'''

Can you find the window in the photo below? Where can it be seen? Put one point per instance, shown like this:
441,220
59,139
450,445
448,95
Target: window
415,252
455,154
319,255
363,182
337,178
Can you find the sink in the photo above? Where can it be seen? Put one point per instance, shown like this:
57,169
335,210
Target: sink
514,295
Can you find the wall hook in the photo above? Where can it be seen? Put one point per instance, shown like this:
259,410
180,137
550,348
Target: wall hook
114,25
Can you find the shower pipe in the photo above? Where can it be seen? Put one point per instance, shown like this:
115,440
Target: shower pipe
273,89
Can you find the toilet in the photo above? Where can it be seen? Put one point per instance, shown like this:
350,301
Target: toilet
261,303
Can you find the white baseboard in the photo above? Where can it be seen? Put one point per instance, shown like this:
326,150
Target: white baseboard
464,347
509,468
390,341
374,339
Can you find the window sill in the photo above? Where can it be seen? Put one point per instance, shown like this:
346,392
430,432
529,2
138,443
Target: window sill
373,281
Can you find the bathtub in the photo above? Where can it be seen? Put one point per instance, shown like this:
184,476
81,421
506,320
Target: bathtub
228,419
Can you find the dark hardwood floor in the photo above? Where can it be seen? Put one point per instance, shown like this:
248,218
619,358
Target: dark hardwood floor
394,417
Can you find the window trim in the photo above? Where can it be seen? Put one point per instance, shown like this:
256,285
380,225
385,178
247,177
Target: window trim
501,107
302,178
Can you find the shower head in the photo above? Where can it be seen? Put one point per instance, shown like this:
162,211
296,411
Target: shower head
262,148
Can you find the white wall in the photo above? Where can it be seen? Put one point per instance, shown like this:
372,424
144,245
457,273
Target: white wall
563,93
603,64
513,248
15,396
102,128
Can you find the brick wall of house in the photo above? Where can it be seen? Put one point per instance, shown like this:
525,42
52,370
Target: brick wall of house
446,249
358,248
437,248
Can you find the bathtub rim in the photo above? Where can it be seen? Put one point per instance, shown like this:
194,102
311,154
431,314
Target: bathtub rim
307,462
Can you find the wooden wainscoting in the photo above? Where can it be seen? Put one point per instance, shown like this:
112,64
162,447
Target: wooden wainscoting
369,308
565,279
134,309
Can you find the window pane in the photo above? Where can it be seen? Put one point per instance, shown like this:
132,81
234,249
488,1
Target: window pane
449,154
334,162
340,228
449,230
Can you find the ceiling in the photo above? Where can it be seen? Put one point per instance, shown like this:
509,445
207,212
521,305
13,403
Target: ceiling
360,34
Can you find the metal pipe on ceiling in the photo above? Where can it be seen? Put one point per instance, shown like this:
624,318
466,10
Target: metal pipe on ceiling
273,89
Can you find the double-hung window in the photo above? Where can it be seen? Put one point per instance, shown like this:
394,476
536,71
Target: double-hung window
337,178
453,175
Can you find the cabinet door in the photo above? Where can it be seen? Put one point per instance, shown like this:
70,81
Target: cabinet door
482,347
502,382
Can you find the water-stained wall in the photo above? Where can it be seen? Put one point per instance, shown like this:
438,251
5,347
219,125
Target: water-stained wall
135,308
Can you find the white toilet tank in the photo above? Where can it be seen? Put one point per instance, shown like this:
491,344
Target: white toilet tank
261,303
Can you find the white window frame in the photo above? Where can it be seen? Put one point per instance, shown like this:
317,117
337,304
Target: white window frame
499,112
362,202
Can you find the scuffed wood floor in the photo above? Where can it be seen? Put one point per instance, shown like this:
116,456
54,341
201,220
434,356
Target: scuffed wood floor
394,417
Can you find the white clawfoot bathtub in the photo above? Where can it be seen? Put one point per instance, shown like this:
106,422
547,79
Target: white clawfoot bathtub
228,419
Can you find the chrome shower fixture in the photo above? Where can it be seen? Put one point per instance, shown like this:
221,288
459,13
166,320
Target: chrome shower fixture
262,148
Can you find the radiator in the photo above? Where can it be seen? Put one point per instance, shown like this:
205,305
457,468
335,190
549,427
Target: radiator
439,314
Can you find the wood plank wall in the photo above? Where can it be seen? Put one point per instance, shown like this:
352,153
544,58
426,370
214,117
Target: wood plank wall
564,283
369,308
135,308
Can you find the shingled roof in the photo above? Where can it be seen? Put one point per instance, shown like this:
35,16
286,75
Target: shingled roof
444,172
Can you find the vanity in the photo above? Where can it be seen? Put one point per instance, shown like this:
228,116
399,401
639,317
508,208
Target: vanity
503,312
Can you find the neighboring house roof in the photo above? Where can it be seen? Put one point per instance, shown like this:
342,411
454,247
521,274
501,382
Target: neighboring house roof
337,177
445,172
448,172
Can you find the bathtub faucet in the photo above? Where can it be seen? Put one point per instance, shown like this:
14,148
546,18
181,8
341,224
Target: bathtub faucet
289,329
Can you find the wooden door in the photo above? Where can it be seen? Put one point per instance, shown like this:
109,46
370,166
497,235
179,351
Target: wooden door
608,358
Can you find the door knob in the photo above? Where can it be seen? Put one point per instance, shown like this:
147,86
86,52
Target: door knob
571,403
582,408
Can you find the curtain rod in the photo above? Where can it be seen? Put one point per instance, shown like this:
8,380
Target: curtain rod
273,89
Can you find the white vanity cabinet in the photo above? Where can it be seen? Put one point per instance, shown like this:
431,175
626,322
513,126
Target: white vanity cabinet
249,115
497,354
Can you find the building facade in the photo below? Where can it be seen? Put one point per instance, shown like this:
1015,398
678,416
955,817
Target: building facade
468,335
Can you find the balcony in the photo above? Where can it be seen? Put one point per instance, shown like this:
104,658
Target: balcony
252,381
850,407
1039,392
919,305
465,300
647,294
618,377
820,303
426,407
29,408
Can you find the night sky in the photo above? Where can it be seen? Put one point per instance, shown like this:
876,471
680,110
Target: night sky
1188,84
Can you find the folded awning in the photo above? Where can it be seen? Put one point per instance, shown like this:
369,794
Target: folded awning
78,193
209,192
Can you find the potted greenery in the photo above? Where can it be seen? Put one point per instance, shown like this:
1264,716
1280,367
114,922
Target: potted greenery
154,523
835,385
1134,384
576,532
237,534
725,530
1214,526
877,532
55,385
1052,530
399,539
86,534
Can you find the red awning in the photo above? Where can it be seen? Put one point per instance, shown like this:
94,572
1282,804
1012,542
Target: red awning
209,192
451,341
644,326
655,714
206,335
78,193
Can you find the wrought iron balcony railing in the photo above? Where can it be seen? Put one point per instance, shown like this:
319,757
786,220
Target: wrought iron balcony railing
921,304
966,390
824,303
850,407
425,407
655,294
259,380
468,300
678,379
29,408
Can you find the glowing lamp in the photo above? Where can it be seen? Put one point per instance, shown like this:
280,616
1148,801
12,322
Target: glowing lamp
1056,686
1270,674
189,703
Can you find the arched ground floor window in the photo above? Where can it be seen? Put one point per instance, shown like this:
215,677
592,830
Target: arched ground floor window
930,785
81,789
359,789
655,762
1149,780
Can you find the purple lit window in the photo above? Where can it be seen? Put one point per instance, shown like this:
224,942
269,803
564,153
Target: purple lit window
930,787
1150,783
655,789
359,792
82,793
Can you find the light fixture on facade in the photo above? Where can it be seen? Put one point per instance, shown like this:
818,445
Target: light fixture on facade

'''

Short exercise: Type the material above out again, exactly.

The response:
Can you find the window in the photo below? Where can it be seen? Put one point per instance, shown like this:
441,220
59,139
450,445
448,95
Target: window
415,252
455,154
319,255
363,182
337,178
Can you find the sink in the photo above? Where can it be seen? Put one point per instance, shown like this:
57,169
335,210
Target: sink
514,295
Can you find the wall hook in the photo above? Where can it be seen? Put one point per instance, shown like this:
259,410
180,137
550,348
Target: wall hook
114,25
Can you find the shower pipe in the photo above? Where can it be seen? Put one point per instance, shown like this:
115,440
Target: shower pipe
273,89
Can you find the toilet in the photo above? Where can it be seen? Put one point per instance, shown like this:
350,301
Target: toilet
261,303
Can you find the white baseboard in the photo above? Where can it be seen? Put one point per instance, shown like this:
326,150
Target: white baseboard
464,347
509,468
390,341
374,339
Can you find the window sill in the photo above? Where can it be seen? Put one point per instance, shown like this:
346,392
430,432
529,2
138,443
Target: window sill
373,281
Can you find the bathtub in the photo above? Where can it be seen? Put one point per instance, shown like this:
184,476
81,421
506,320
Target: bathtub
228,419
Can you find the dark hardwood floor in the photo above? Where can it be seen? Put one point per instance, shown like this:
248,218
619,358
Target: dark hardwood floor
394,417
Can you find the window trim in the photo above? Where can it be seen? Put one point per instance, shown like this:
256,285
380,225
385,178
247,177
Target: window trim
501,107
302,178
Can you find the shower head in the photo above? Where can it be seen? Put one point per instance, shown like this:
162,211
296,411
Target: shower head
262,148
Can you find the white wall in the photo above? Where can it be seen? Put one point per instance, shown like this:
372,424
144,245
457,273
Target: white wall
563,93
603,64
513,248
15,396
102,128
Can you find the brick wall of house in the photo above? Where can it be seen? Put one point per instance, shown like this:
525,42
52,370
Target: brick wall of house
446,249
358,248
437,248
Can you find the bathtub rim in the photo above? Where can it be seen? Put one point per instance, shown like this:
194,102
311,154
431,314
Target: bathtub rim
307,462
Can you find the wooden wainscoting in the photo above? Where can it be seen? Put one point per instance, shown like this:
112,64
162,447
Target: wooden wainscoting
369,308
565,279
134,309
Can you find the window pane in the photo above? Where can it be seen? Put one point per instance, shown like this:
132,81
234,249
488,1
Target: window pane
449,154
334,162
340,228
449,230
Can you find the ceiling in the photo above? Where can it be seen? Put one point per instance, shown like this:
509,445
207,212
521,305
13,403
Target: ceiling
360,34
Can you find the metal pipe on ceiling in the photo above? Where can it be seen? Put one point per instance, shown like this:
624,318
466,10
Target: metal pipe on ceiling
273,89
Can you find the double-hung window in the photo above? Where can it be seen? Put one point per instance, shown like this:
394,476
536,71
Target: double-hung window
337,178
453,175
Can you find the cabinet door in the photo above? Where can it be seen? Put one point per instance, shown like this:
70,81
Target: cabinet door
482,347
502,382
Can you find the water-stained wall in the photo above? Where can it be seen? Put one point per instance, shown like this:
438,251
5,347
219,125
Target: water-stained wall
135,308
Can you find the white toilet tank in the photo above? Where can it be seen? Put one point per instance, shown like this:
491,344
Target: white toilet tank
261,303
Can you find the white window frame in the photo above? Where can it be seen? Put one point per instance, shown like this:
317,117
337,304
Target: white window frame
499,112
362,202
Can you find the scuffed wood floor in the photo above? Where can it be seen? Put one point per instance, shown like this:
116,456
54,341
201,220
434,356
Target: scuffed wood floor
394,417
Can you find the white clawfoot bathtub in the photo above? Where can it be seen? Put one point per instance, shown like this:
106,422
547,79
Target: white clawfoot bathtub
228,419
Can you find the chrome shower fixture in the photo above? Where can it be seen? Put one point per instance, shown like this:
221,288
459,13
166,320
Target: chrome shower fixture
262,148
Can you find the radiator in the photo above? Where can it be seen? Put one point per instance, shown like this:
205,305
457,468
335,190
549,427
Target: radiator
439,314
Can you find the wood plank wall in the photo above? Where can it be seen? Put one point per instance, shown like this:
352,153
544,58
426,370
214,117
Target: wood plank wall
564,283
369,308
135,308
Can you find the shingled roof in the photo above? Where can it be seen? Put one point per instance, shown like this:
35,16
286,75
Target: shingled roof
444,172
Can you find the vanity in the photo above? Where can it be seen? Put one point per instance, shown like this:
228,116
399,401
639,317
508,208
Target: vanity
503,312
Can you find the neighboring house roof in the photo above? Where can it be seen? Put one point per instance, shown like this:
342,411
454,247
521,274
501,382
Target: neighboring house roof
337,177
445,172
448,172
Can you find the bathtub faucet in the photo above? Where can it be seen? Put one point per instance, shown like this:
14,148
546,18
181,8
341,224
Target: bathtub faucet
289,329
Can you find the wooden door in the photo above? Where can it be seen? Put one point per instance, shown like this:
109,46
370,166
497,235
179,351
Target: wooden door
608,358
Can you find the door knob in the photo above? Where can it be seen? Put one point per instance, shown like this:
147,86
86,52
Target: door knob
571,403
582,408
Can you find the curtain rod in the photo above? Where can it be seen? Put one point per instance, shown like this:
8,380
Target: curtain rod
273,89
Can you find the white vanity cabinet in the photo above? Where can it be seen? Put one point per instance, shown like this:
431,175
626,322
513,126
Target: white vanity cabinet
249,115
497,354
Can you find the building facade in the photo below? Where can it be seen? Put one point per instance, shown like this:
1015,398
678,416
955,817
Target: building facade
468,335
Can you find the balcony in the photo above? Where can it be seen? Put one point per instance, shown like this:
104,658
Target: balcony
252,381
850,407
1039,392
919,305
465,300
647,294
618,377
820,303
426,407
29,408
Can you find the night sky in the photo above? Where can it be seen? Put one point per instance, shown like this:
876,471
680,110
Target: night sky
1188,84
Can you find the folded awning in the photo above? Where can it be seen? Put one point per instance, shown like this:
369,794
Target: folded awning
78,193
209,192
Can you find the potted greenery in the photo above? Where can it be seen? Put one point per instance, shown like this:
1264,716
1280,367
114,922
Target: potted greenery
154,523
835,385
1134,384
576,532
237,534
725,530
1214,526
877,532
55,385
1052,530
399,539
86,534
Can you find the red awning in the photo above? Where can it be seen? Put one point per instance, shown like this:
94,572
1282,804
1012,542
Target: red awning
209,192
451,341
644,326
655,714
206,335
78,193
Can you find the wrought iron balcony railing in the photo above? Where can it be seen? Put one point per instance, shown like this:
319,757
786,220
Target: wrought iron balcony railing
921,304
966,390
824,303
850,407
425,407
655,294
259,380
468,300
678,379
29,408
Can you find the glowing lamp in the photo above? Where can it be seen? Put one point per instance, shown like this:
280,616
1148,801
12,322
Target: glowing lamp
1056,686
1270,674
189,703
Can you find the arched ground floor window in the photo above? Where can it be seen? Put one point per instance, shown like this:
215,677
592,830
Target: arched ground floor window
930,785
81,789
359,789
655,762
1149,780
Can you find the purple lit window in the photo above? Where can it be seen? Put one point per instance, shown like this:
224,942
269,803
564,153
Target: purple lit window
930,787
1150,783
655,789
359,792
82,793
Can you find the light fixture on facade in the photo above? Where can it be seen? Put one point per instance, shown like this:
818,445
Target: light fixture on facade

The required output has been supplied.